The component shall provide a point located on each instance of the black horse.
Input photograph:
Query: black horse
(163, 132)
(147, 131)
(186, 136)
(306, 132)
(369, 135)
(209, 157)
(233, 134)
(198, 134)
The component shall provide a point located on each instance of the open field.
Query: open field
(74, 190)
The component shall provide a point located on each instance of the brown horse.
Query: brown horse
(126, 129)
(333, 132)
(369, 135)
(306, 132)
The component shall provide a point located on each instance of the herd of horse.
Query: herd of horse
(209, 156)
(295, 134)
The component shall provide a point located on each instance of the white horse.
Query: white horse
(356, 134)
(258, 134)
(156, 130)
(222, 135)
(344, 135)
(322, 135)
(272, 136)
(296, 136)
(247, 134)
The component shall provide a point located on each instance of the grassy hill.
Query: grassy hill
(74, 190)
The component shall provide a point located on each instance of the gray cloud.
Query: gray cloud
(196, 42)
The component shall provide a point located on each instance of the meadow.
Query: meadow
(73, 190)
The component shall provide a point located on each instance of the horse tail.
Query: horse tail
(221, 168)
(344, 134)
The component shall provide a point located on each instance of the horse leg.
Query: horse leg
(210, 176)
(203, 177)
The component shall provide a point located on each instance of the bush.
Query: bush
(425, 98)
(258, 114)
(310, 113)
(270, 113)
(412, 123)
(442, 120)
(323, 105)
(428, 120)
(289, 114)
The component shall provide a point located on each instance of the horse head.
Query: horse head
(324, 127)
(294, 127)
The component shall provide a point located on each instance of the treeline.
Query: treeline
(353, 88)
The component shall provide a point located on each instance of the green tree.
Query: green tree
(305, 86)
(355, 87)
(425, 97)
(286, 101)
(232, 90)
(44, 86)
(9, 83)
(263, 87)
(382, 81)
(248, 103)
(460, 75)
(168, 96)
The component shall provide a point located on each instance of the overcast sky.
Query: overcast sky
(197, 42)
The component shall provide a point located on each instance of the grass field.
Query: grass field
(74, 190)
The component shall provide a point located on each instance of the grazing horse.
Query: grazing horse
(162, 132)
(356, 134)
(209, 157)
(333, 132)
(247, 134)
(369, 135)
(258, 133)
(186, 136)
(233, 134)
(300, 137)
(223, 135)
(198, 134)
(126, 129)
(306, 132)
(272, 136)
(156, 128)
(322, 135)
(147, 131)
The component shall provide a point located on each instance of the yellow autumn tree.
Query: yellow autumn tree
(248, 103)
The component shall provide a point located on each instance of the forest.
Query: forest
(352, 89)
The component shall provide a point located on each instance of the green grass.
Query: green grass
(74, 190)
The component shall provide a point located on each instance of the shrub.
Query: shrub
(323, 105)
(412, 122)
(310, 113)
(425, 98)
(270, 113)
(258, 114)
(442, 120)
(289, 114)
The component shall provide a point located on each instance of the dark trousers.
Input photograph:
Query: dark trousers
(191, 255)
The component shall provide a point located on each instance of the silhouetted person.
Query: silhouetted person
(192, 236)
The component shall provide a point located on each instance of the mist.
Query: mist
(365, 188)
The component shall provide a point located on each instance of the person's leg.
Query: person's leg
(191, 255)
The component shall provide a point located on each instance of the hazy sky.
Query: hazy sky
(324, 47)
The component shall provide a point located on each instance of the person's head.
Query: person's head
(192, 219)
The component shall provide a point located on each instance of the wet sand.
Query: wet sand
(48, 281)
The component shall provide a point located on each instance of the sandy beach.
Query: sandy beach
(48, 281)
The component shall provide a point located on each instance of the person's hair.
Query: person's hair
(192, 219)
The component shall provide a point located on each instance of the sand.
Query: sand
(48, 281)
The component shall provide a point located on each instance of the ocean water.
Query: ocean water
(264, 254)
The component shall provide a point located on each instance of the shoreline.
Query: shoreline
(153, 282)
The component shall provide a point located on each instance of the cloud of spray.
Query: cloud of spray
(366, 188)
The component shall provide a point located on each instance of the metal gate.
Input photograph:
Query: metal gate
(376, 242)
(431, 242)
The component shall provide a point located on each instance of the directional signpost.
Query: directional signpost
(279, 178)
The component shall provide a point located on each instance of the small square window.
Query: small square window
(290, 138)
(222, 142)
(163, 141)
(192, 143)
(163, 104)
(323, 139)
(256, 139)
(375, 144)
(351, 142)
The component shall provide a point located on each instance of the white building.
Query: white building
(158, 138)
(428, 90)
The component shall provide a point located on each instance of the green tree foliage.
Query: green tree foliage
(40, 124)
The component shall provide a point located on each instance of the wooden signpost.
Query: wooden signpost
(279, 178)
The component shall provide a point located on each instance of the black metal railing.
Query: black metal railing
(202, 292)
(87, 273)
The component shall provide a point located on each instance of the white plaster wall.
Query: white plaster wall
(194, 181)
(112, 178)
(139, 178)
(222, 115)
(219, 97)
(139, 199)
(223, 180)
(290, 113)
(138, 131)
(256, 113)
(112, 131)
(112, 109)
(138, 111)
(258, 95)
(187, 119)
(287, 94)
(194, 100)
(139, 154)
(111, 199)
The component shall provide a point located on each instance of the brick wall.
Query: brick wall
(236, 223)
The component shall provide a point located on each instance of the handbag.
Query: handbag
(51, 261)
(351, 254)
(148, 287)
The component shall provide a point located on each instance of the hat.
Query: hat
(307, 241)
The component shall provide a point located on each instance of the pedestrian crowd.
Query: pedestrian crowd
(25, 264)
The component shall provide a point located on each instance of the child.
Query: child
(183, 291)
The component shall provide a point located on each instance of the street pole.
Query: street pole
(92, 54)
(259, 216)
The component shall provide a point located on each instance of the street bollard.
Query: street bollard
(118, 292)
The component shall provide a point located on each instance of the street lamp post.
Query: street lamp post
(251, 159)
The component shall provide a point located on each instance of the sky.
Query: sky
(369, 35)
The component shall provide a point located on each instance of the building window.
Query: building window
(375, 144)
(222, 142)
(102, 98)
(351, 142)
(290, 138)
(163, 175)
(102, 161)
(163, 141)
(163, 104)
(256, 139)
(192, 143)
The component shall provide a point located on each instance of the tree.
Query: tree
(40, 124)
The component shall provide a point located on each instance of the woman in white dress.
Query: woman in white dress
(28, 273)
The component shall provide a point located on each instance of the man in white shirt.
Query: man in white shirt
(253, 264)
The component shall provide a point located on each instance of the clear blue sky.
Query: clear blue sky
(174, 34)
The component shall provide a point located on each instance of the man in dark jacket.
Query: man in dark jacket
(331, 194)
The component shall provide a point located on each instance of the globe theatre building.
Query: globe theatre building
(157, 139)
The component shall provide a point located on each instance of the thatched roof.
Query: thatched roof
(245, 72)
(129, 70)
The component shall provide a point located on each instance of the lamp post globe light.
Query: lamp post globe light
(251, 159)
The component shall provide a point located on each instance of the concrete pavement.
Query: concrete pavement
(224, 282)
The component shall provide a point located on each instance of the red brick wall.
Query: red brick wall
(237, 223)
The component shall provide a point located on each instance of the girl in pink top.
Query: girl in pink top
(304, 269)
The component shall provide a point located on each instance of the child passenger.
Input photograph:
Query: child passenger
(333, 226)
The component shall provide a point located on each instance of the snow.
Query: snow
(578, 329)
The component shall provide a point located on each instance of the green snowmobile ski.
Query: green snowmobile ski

________________________

> DIRECTION
Every entry above needs to be quoted exactly.

> RESULT
The component shall provide a point located on each instance of the black horse.
Input photograph:
Query: black horse
(163, 132)
(147, 131)
(186, 136)
(306, 132)
(369, 135)
(209, 157)
(233, 134)
(198, 134)
The component shall provide a point located on each instance of the open field.
Query: open field
(74, 190)
The component shall provide a point located on each instance of the brown horse.
Query: brown horse
(126, 129)
(333, 132)
(369, 135)
(306, 132)
The component shall provide a point located on each instance of the herd of horse.
Query: herd of horse
(209, 156)
(295, 134)
The component shall provide a point located on each instance of the white horse.
Query: white horse
(356, 134)
(258, 134)
(156, 130)
(222, 135)
(344, 135)
(322, 135)
(272, 136)
(296, 136)
(247, 134)
The component shall provide a point located on each instance of the grassy hill.
Query: grassy hill
(74, 190)
The component shall provide a point located on each instance of the gray cloud.
Query: gray cloud
(196, 42)
The component shall provide a point located on each instance of the meadow.
Query: meadow
(73, 190)
The component shall provide a point located on each instance of the horse tail.
Query: horse tail
(221, 168)
(344, 134)
The component shall provide a point located on each instance of the horse leg.
Query: horse leg
(210, 176)
(203, 177)
The component shall provide a point located on each instance of the bush.
Query: bush
(425, 98)
(258, 114)
(310, 113)
(270, 113)
(412, 123)
(442, 120)
(323, 105)
(428, 120)
(289, 114)
The component shall provide a point located on each instance of the horse head.
Query: horse head
(324, 127)
(294, 127)
The component shall provide a point located on each instance of the treeline.
Query: treeline
(353, 88)
The component shall provide a point located on each instance of the green tree.
Query: green tree
(305, 86)
(355, 87)
(425, 97)
(286, 101)
(232, 90)
(44, 86)
(9, 83)
(263, 87)
(382, 81)
(248, 103)
(460, 75)
(168, 96)
The component shall provide a point located on each instance of the overcast sky.
Query: overcast sky
(197, 42)
The component shall provide a point located on each instance of the grass field.
Query: grass field
(74, 190)
The component shall provide a point located on each instance of the grazing horse.
Query: grazing horse
(162, 132)
(356, 134)
(209, 157)
(333, 132)
(247, 134)
(369, 135)
(258, 133)
(186, 136)
(233, 134)
(300, 137)
(223, 135)
(198, 134)
(126, 129)
(306, 132)
(272, 136)
(156, 128)
(322, 135)
(147, 131)
The component shall provide a point located on each instance of the yellow autumn tree.
Query: yellow autumn tree
(248, 103)
The component shall provide a point located on each instance of the forest.
Query: forest
(352, 89)
The component shall provide a point located on each instance of the green grass.
Query: green grass
(74, 190)
The component shall provide a point located on each instance of the shrub.
Query: shrub
(323, 105)
(412, 122)
(310, 113)
(425, 98)
(270, 113)
(258, 114)
(442, 120)
(289, 114)
The component shall provide a point located on each instance of the dark trousers.
Input photograph:
Query: dark trousers
(191, 255)
The component shall provide a point located on each instance of the silhouetted person.
Query: silhouetted person
(192, 236)
The component shall provide a point located on each instance of the mist.
Query: mist
(365, 188)
The component shall provide a point located on each instance of the person's leg.
Query: person's leg
(191, 255)
The component shall provide a point located on each instance of the hazy sky.
Query: hazy sky
(324, 47)
The component shall provide a point located on each instance of the person's head.
Query: person's head
(192, 219)
The component shall provide a point located on each instance of the wet sand.
Query: wet sand
(48, 281)
The component shall provide a point located on each instance of the sandy beach.
Query: sandy beach
(48, 281)
The component shall provide a point located on each instance of the person's hair.
Query: person's hair
(192, 219)
The component shall provide a point located on each instance of the sand.
Query: sand
(48, 281)
The component shall provide a point located on each instance of the ocean water.
Query: ocean water
(264, 254)
The component shall provide a point located on each instance of the shoreline.
Query: shoreline
(153, 282)
The component shall provide a point located on each instance of the cloud of spray.
Query: cloud of spray
(366, 188)
The component shall provide a point located on each instance of the metal gate.
Input photograph:
Query: metal gate
(376, 242)
(431, 242)
The component shall provide a point located on each instance of the directional signpost.
Query: directional signpost
(279, 178)
The component shall provide a point located on each instance of the small square window.
Query: small square window
(290, 138)
(222, 142)
(163, 141)
(192, 143)
(163, 104)
(323, 139)
(256, 139)
(375, 144)
(351, 142)
The component shall provide a point located on each instance of the white building.
Query: white building
(158, 138)
(428, 90)
The component shall provide a point located on each instance of the green tree foliage.
Query: green tree foliage
(40, 124)
The component shall provide a point located on each instance of the wooden signpost.
Query: wooden signpost
(279, 178)
The component shall provide a point located on each instance of the black metal railing.
Query: black metal railing
(202, 292)
(87, 273)
The component shall provide a point located on each instance of the white plaster wall.
Query: white plaster wall
(194, 181)
(112, 178)
(139, 178)
(222, 115)
(219, 97)
(139, 199)
(223, 180)
(290, 113)
(138, 131)
(256, 113)
(112, 131)
(112, 109)
(138, 111)
(258, 95)
(187, 119)
(287, 94)
(194, 100)
(139, 154)
(111, 199)
The component shall provide a point located on each instance of the brick wall.
Query: brick wall
(236, 223)
The component shall provide a point located on each instance of the handbag.
Query: handbag
(51, 261)
(351, 254)
(148, 287)
The component shall provide a point located on each instance of the hat.
Query: hat
(307, 241)
The component shall provide a point located on each instance of the pedestrian crowd.
Query: pedestrian crowd
(25, 264)
The component shall provide a point located on each instance of the child.
Query: child
(183, 291)
The component shall provide a point located on each instance of the street pole.
Query: street pole
(92, 54)
(259, 216)
The component shall provide a point located on each instance of the street bollard.
Query: street bollard
(118, 292)
The component shall provide a point located on each instance of the street lamp post.
Query: street lamp post
(251, 159)
The component shall provide a point located on each instance of the sky.
Query: sky
(369, 35)
The component shall provide a point located on each instance of the building window.
Query: building window
(375, 144)
(222, 142)
(102, 98)
(351, 142)
(290, 138)
(163, 175)
(102, 161)
(163, 141)
(163, 104)
(256, 139)
(192, 143)
The component shall provide a point located on each instance of the tree.
Query: tree
(40, 124)
The component shall provide a point located on each instance of the woman in white dress.
Query: woman in white dress
(28, 273)
The component shall provide a point located on each instance of the man in white shirt.
Query: man in white shirt
(253, 264)
The component shall provide a point located on each instance of the clear blue sky.
Query: clear blue sky
(174, 34)
The component shall provide a point located on each instance of the man in dark jacket.
Query: man in dark jacket
(331, 194)
The component shall provide a point located on each instance of the globe theatre building.
Query: globe theatre building
(157, 139)
The component shall provide a point located on each instance of the thatched roof.
Query: thatched roof
(245, 72)
(129, 70)
The component shall provide a point located on each instance of the lamp post globe light.
Query: lamp post globe light
(251, 159)
The component shall provide a point located on each instance of the concrete pavement.
Query: concrete pavement
(224, 282)
The component shall provide a point located on each instance of the red brick wall.
Query: red brick wall
(237, 223)
The component shall provide a point located on each instance of the girl in pink top.
Query: girl in pink top
(304, 269)
The component shall provide a point located on each instance of the child passenger.
Input photograph:
Query: child passenger
(333, 226)
The component shall provide a point located on each instance of the snow.
Query: snow
(578, 329)
The component shall provide a point located on each instance of the green snowmobile ski.
Query: green snowmobile ski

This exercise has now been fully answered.